╭─ Excerpt provided

He's talking about in terms of return on investment for time and effort, and I think it's a reasonably accurate statement.

 

If you are learning Chinese for the economic benefits it will bring then for the time and effort it would take to learn Chinese to a decent level, you could learn a far more economically beneficial skill.

 

When I left China after living working and studying there for a number of years, the type of work I could get that would utilize my Chinese paid significantly less than work that made use of my professional skills (software development), and this was with a proficiency in the language that would allow me to work in an entirely Chinese environment.

 

If you are purely talking in terms of economic return on investment then for the time you spend learning Chinese, you could learn software development (or some other skill) in far less time and earn significantly more than what you'd be able to get from current skills + Chinese.  If you go about it the right way, you can also be working 100% remotely and set your own schedule with plenty of leisure time.  Speaking from personal experience, a decent Python programmer can earn > $100 US/hour on freelance work, and at that rate, working 20 hours a week you could earn > US100k a year.  Learning Chinese can't compete with that economically except in extremely rare circumstances, and if we are allowing outliers, then the outliers of the software industry tend to do economically better than the outliers in the Chinese learning community.

 

That said, there are plenty of reasons beyond economic ones for learning Chinese.  Which is what @Joe49558529 was getting at.  If you're learning Chinese, do it for reasons other than economic ones.

╰─
╭─ Record excerpts

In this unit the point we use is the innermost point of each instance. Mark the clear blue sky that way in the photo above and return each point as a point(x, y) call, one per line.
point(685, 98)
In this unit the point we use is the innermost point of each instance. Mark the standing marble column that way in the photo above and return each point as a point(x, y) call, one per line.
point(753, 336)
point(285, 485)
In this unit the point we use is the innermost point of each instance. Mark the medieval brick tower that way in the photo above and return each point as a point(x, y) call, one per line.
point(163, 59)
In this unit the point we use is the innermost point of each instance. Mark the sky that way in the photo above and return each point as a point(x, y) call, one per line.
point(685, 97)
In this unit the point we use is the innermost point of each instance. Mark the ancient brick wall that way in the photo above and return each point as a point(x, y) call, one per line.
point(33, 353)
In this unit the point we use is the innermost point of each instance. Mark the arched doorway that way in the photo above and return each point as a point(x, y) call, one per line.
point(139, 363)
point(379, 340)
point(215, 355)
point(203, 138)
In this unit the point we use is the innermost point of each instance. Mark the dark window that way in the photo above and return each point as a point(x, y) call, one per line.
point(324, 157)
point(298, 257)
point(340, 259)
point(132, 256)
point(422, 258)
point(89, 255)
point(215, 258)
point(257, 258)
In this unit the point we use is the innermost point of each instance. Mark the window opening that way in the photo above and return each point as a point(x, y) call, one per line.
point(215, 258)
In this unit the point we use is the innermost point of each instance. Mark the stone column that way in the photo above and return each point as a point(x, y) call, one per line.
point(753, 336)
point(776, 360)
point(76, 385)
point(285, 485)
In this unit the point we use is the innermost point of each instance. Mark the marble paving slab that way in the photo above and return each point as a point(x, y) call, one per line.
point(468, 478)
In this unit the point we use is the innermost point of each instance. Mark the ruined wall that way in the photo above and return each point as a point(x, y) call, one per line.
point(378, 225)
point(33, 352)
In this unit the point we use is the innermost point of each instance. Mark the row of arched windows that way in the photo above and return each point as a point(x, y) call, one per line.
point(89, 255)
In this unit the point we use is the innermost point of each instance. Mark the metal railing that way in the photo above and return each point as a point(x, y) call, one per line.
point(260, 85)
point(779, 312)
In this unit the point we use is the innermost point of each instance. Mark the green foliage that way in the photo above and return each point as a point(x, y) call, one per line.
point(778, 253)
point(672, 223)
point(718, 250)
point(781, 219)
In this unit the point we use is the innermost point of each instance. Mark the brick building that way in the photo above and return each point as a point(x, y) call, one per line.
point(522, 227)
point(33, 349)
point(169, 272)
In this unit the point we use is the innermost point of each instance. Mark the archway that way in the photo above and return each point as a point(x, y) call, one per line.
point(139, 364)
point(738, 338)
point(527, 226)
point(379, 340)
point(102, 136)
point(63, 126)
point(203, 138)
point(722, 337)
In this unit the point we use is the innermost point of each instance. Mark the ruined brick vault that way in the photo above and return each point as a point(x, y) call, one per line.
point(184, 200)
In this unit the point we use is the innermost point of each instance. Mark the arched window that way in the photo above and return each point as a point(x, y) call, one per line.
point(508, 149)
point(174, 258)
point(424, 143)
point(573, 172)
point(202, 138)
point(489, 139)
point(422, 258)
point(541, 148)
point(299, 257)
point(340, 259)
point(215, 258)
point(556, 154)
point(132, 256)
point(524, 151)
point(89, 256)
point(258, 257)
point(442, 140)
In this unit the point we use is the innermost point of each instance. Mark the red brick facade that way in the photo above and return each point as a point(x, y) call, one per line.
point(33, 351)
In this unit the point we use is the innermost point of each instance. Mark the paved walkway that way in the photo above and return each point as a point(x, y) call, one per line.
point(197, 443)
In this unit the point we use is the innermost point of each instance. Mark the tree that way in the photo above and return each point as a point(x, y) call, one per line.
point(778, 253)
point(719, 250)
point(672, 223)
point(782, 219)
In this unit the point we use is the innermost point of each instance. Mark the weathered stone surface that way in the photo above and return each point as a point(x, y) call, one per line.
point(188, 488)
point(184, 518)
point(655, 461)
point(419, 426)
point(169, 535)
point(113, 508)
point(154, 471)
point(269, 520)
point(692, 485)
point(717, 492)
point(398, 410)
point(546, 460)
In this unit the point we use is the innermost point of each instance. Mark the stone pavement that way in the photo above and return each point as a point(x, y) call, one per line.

╰─

(Work task A):
List every quantity given with a number in the post about learning Chinese.
(Work task B):
Answer these questions from the post about learning Chinese.
(i) What professional skills did the writer's better-paid work make use of?
(ii) Whose point about non-economic reasons does the writer refer to?
(iii) How proficient in Chinese was the writer on leaving China?

(Answer section A):
- 100% (working remotely)
- > $100 US/hour (freelance rate for a decent Python programmer)
- 20 hours a week
- > US100k a year

(Answer section B):
(i) Software development.
(ii) @Joe49558529's.
(iii) Proficient enough to work in an entirely Chinese environment.